| WRITTEN EXERCISE |
The required output consists solely of the lines from the line containing "Target = caterpillar body" through the end of the records, copied exactly.

| Stored data |
▼

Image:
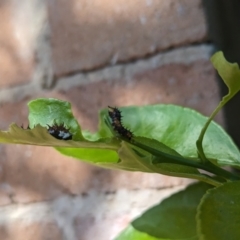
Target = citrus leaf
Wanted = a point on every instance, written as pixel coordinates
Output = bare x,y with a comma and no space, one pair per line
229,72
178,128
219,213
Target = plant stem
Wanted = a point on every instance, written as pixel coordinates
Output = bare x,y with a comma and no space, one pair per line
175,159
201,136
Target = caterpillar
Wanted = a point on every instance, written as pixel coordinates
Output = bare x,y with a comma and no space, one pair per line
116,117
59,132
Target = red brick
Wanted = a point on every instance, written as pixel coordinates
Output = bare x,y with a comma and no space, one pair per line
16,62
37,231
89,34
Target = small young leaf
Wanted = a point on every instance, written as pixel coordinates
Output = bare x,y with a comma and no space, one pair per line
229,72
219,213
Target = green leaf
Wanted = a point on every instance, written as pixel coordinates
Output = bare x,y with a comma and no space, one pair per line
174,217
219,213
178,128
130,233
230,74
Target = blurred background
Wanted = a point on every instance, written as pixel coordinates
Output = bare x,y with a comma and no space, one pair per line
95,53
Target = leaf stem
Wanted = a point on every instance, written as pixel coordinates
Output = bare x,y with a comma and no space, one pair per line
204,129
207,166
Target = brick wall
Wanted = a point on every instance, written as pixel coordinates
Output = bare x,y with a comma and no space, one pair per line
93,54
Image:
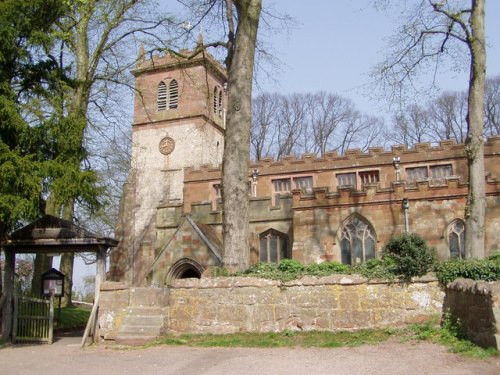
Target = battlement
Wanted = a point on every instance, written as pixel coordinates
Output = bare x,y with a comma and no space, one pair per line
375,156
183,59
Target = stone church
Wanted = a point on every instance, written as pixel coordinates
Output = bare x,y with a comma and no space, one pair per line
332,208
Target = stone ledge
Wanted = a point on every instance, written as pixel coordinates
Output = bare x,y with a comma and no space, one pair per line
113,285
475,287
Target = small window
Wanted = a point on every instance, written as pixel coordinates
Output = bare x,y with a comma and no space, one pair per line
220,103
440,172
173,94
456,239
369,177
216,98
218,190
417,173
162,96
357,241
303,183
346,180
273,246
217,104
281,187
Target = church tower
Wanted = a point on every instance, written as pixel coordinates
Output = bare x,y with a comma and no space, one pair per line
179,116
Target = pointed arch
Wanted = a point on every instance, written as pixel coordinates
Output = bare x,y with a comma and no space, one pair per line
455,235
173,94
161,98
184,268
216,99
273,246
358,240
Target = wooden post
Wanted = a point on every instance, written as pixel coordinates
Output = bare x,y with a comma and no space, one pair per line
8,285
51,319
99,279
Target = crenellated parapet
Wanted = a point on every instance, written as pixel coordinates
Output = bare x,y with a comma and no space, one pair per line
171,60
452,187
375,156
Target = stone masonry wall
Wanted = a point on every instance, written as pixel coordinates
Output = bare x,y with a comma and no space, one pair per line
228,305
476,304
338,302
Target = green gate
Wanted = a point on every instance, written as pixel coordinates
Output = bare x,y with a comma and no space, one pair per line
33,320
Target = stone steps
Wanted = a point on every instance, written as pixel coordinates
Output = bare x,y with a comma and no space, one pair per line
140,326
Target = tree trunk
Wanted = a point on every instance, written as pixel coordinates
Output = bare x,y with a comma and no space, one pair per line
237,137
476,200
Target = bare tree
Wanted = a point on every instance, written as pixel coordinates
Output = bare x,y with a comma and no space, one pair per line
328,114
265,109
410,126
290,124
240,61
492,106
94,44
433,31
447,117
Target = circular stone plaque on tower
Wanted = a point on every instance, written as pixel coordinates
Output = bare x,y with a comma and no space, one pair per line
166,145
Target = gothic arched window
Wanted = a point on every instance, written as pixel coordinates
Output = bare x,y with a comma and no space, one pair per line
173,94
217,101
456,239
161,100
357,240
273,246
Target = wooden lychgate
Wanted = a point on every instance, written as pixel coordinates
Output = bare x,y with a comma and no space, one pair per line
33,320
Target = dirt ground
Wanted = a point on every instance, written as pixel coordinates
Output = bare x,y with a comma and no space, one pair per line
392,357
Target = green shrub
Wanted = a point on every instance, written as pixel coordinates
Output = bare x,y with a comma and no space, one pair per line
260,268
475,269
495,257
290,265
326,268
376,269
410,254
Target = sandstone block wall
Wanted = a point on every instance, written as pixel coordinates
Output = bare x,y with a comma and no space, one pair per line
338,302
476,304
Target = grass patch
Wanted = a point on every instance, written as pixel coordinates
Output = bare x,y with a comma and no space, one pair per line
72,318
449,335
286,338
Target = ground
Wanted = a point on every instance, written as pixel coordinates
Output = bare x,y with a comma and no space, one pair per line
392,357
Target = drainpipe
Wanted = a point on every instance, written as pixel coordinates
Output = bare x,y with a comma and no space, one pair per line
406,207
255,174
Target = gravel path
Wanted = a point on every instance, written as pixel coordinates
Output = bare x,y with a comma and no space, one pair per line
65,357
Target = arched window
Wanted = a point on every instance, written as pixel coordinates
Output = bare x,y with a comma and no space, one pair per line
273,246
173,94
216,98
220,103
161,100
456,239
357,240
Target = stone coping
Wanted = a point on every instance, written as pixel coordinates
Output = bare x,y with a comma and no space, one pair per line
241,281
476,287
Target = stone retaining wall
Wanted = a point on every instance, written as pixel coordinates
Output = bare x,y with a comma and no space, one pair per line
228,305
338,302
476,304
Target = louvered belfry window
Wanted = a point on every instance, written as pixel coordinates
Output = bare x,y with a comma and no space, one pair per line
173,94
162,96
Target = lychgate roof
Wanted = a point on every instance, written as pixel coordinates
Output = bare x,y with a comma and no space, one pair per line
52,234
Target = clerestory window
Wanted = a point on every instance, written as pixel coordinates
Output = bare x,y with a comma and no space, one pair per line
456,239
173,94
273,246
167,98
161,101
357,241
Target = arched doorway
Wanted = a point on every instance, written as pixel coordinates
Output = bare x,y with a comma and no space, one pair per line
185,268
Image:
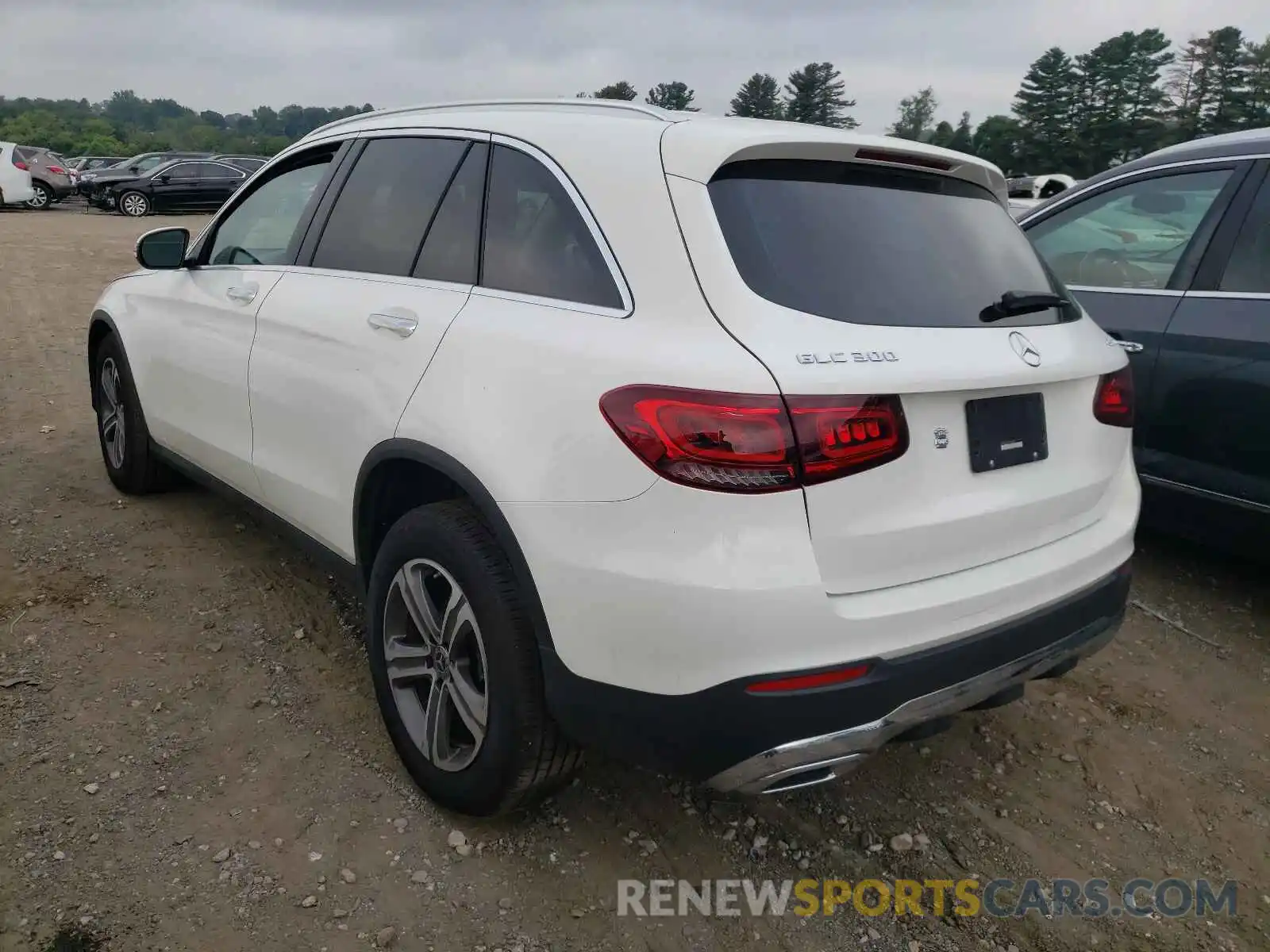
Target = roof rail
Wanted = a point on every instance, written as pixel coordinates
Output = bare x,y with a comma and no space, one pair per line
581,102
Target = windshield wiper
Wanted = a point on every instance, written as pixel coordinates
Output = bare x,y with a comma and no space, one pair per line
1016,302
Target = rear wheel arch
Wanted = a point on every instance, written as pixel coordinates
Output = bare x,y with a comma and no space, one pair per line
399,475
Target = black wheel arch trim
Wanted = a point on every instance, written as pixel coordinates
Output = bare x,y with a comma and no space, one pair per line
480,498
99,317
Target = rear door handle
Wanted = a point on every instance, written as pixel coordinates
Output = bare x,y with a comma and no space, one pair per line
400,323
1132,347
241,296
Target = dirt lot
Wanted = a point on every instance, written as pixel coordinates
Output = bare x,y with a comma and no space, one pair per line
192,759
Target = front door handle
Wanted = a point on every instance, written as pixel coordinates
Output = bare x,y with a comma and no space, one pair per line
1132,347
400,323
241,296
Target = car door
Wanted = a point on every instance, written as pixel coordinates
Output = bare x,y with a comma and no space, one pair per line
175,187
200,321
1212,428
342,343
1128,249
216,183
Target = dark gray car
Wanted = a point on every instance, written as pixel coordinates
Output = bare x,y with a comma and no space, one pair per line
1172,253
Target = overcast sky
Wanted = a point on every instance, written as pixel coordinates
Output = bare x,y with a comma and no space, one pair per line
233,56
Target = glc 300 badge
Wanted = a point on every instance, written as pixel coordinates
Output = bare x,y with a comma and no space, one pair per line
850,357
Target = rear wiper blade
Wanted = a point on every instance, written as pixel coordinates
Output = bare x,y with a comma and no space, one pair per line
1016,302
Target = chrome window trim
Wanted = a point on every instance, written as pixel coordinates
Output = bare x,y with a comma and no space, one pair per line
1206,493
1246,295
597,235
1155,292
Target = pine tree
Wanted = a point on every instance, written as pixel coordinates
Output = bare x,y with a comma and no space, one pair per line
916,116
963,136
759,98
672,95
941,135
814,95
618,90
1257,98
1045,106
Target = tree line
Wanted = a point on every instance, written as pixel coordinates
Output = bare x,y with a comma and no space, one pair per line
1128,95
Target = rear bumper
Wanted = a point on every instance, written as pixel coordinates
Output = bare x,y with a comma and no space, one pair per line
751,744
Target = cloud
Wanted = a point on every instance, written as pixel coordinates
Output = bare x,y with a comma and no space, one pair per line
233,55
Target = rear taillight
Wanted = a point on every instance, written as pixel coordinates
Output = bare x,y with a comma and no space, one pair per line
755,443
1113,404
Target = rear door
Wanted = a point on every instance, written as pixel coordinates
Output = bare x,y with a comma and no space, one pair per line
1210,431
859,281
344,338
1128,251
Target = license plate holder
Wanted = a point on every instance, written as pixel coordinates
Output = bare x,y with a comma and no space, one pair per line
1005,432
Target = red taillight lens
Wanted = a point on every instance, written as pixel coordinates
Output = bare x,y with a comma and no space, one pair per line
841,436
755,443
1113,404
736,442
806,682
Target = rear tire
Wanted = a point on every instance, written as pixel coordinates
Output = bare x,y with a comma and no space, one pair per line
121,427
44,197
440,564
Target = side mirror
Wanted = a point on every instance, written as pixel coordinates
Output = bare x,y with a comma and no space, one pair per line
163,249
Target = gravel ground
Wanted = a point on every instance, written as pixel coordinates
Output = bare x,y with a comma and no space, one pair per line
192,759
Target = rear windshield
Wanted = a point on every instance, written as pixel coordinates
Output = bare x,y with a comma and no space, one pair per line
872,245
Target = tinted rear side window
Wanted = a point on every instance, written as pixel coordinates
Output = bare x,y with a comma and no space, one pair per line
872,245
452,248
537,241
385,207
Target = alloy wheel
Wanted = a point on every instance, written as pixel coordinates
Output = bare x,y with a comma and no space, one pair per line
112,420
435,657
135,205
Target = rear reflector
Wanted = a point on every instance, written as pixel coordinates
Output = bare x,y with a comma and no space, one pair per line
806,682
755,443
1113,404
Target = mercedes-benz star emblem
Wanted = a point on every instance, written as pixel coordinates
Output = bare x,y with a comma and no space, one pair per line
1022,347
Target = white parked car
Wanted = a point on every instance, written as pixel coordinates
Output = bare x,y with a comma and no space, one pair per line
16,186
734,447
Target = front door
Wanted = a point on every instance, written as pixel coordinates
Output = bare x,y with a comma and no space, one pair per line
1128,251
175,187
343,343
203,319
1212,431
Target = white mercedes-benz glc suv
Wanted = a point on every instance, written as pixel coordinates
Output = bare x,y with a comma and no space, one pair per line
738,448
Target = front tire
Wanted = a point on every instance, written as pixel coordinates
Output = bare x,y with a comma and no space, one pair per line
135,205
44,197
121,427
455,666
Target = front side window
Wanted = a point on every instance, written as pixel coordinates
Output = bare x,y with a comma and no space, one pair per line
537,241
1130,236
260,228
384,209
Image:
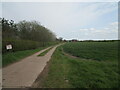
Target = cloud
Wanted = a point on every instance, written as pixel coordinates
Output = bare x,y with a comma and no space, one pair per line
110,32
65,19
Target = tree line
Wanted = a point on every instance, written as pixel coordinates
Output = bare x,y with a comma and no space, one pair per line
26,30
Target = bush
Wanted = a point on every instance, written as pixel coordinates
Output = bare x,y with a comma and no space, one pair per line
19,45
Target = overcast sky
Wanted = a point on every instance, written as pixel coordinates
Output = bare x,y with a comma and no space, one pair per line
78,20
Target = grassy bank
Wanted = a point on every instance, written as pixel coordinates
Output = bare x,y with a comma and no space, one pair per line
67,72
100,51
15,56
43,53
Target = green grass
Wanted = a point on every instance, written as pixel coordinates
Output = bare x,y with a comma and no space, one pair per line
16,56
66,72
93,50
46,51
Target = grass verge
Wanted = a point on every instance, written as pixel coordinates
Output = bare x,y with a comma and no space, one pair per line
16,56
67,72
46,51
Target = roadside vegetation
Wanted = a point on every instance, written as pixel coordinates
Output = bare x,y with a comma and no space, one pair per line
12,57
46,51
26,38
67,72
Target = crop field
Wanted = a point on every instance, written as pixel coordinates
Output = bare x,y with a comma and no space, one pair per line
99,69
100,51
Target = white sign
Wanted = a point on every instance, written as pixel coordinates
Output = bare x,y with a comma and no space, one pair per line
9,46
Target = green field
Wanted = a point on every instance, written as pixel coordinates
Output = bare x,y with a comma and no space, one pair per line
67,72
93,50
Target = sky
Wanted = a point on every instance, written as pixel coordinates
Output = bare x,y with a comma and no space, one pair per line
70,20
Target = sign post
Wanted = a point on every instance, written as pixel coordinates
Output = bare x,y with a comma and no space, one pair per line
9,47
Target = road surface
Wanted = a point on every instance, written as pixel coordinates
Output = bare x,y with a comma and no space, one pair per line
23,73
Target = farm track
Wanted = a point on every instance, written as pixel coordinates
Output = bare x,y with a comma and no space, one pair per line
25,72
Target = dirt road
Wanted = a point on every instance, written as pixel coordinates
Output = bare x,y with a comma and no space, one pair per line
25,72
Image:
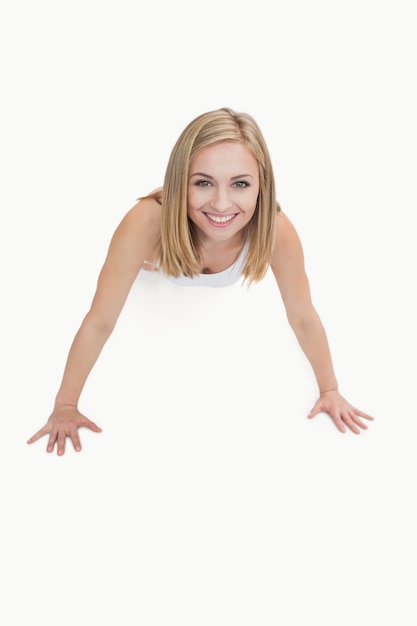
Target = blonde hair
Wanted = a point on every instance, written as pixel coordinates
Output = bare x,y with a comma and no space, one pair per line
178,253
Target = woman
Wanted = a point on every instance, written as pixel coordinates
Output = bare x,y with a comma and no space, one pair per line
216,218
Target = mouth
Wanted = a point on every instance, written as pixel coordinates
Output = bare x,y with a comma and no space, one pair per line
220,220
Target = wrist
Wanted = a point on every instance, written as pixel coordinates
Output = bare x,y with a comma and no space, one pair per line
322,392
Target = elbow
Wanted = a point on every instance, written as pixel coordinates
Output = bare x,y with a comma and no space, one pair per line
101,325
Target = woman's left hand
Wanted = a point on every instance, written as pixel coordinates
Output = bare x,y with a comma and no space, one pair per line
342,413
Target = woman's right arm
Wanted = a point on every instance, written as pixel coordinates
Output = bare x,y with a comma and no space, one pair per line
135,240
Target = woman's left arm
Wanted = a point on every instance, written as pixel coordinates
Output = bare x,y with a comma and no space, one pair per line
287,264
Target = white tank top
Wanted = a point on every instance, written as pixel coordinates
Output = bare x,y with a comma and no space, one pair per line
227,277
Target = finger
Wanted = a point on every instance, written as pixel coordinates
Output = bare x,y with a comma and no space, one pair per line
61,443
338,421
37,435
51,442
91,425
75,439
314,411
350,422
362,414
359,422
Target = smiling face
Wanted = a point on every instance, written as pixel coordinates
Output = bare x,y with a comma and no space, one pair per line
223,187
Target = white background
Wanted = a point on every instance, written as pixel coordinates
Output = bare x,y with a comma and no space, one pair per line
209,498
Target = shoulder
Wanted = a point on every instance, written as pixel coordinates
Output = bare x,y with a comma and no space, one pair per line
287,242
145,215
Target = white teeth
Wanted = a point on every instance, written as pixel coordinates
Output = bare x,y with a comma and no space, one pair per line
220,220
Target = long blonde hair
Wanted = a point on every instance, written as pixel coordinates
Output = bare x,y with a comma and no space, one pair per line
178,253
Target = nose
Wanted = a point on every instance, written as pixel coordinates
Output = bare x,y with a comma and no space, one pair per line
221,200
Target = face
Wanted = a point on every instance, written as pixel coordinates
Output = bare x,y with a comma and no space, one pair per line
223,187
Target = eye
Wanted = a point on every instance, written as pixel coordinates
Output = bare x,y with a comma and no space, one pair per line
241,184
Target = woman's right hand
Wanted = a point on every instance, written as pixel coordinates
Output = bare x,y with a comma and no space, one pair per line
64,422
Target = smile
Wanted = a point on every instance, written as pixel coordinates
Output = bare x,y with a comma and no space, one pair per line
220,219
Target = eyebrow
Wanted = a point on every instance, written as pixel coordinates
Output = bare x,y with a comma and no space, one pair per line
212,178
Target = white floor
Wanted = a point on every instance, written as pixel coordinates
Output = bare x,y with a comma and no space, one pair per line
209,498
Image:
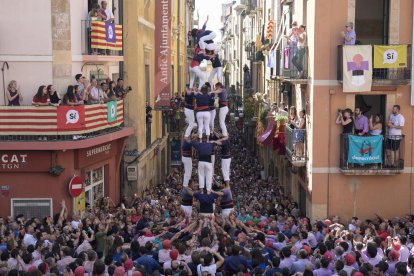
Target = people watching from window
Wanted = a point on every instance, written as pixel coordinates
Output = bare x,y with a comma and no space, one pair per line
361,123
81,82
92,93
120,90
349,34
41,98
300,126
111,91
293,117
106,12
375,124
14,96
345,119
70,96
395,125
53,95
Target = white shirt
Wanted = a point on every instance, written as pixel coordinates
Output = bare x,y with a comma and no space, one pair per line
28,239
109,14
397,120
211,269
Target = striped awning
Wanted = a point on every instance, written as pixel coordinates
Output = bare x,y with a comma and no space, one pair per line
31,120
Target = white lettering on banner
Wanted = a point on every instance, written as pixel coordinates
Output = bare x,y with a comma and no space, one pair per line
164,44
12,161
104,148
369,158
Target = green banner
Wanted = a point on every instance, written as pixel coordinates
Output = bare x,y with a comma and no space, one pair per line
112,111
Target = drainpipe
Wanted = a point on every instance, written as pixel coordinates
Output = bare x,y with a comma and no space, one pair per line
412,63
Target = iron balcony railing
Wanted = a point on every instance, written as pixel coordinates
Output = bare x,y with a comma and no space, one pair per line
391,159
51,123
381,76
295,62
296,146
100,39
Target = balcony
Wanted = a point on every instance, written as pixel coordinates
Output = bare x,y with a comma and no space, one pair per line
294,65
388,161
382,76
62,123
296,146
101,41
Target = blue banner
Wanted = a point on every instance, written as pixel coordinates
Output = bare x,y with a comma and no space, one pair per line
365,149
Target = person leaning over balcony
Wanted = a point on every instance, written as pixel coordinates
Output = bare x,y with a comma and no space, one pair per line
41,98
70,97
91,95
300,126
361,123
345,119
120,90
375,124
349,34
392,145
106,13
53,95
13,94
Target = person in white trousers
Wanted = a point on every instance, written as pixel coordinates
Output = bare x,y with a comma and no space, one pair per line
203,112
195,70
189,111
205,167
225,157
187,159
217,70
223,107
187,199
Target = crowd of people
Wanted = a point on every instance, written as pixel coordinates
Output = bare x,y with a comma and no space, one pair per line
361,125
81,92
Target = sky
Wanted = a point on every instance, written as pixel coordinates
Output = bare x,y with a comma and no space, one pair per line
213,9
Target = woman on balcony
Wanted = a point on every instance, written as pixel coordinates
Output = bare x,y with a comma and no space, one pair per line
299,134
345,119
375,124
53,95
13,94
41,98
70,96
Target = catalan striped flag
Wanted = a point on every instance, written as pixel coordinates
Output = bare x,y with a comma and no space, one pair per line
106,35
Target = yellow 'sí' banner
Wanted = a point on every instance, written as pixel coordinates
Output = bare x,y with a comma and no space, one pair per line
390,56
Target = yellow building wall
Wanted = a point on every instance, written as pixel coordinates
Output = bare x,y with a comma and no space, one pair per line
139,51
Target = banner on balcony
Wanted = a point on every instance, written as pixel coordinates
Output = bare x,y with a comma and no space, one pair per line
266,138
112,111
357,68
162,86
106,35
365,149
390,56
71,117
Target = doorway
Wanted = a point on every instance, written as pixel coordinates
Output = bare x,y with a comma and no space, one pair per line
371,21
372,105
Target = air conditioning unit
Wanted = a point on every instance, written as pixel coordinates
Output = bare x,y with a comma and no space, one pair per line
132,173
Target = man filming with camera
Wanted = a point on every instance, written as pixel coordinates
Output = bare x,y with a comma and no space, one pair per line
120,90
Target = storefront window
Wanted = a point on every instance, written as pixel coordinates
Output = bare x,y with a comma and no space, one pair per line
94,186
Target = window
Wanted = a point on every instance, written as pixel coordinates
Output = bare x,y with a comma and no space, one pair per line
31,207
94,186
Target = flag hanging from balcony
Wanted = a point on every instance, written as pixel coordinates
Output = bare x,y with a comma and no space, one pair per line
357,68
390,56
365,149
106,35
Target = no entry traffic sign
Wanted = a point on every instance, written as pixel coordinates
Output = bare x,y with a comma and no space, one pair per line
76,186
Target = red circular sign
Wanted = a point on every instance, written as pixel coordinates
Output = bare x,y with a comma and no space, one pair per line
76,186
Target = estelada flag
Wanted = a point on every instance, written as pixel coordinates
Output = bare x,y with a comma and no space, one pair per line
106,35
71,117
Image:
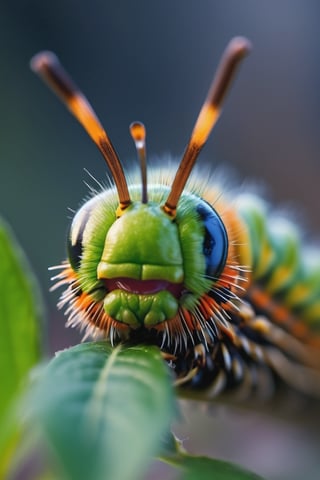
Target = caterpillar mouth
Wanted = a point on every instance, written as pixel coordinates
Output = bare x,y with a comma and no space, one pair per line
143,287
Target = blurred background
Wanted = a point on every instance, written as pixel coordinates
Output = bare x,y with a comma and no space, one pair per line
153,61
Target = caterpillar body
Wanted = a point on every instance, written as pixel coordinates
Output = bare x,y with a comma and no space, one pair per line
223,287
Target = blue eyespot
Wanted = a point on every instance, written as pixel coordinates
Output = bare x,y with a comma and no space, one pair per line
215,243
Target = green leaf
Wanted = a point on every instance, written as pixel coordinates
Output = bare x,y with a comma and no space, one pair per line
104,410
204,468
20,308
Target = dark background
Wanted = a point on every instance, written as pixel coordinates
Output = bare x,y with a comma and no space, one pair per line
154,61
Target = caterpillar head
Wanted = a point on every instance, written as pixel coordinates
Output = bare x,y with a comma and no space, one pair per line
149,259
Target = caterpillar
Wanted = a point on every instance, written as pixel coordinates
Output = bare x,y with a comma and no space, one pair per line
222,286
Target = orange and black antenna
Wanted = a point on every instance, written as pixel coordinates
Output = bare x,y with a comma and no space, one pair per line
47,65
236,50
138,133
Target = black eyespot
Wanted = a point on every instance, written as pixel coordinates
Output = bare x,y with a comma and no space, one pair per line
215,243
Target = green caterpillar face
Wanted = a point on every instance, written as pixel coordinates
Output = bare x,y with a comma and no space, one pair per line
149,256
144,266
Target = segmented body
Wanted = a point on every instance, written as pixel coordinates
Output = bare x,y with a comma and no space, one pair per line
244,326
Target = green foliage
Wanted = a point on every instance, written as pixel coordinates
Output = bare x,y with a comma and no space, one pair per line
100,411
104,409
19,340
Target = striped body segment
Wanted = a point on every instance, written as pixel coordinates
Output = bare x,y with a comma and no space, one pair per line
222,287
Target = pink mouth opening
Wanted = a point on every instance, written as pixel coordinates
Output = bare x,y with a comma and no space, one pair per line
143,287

▲

| OUTPUT OF THE TASK |
Target = caterpillar body
Wanted = a point on every instance, written as pixel coordinates
Output = bare x,y with a comma and no space, one pair per line
223,287
Target = blue eyespot
Wanted = a point on every instance, written as pixel coordinates
Output = bare x,y with a comma and no space, one pair per line
215,243
Target = green leaf
Wanted = a point on every instance, written as pixel coordinates
Output = bare x,y with a comma and no space, one pair per line
104,410
204,468
20,308
Target = dark background
Wanted = a point on every instance, written as pixel coordinates
Output = bare x,y with a comma and no space, one pair per line
154,61
Target = caterpillar head
Wanted = a point on every instance, written as pixel coordinates
Output = bare x,y with a comma and no space, one pair per line
149,259
Target = caterpillar
Wanted = a point on every instance, written as pixel coordinates
Output = bare x,y with a comma and no space, one pair per line
222,286
Target = orange and black antenna
Wanted = a point on every instance, written as pixel coordinates
Output = bare x,y with a comma and no space, one pair per line
47,65
236,50
138,133
Target = black eyespot
Wanted = a point on every instance, written as pixel coordinates
Output = bare x,y with a comma and no space, one pair per line
215,243
Target = green caterpillar face
Wanted = a point on every instance, written as pixel coordinates
Output = bare x,y with a comma and no space, one pair per line
149,256
144,266
Target = segmented body
Wanted = a point on every instance, written as pixel coordinates
Output = bare x,y with a comma and no space, one pair per line
244,326
Target = green foliage
Wanted = a point on every instance, written as pixel coordinates
Output = bare x,y with a comma and no space, one pair per line
100,411
104,409
19,340
Target = striped body segment
Wanted = a point on every instance, written as pixel coordinates
Output = bare x,y with a comma and no space, one pair per line
222,287
Target = pink mouth opening
Wanted = a point on every instance, written as pixel coordinates
Output = bare x,y with a comma and no space, one pair per line
143,287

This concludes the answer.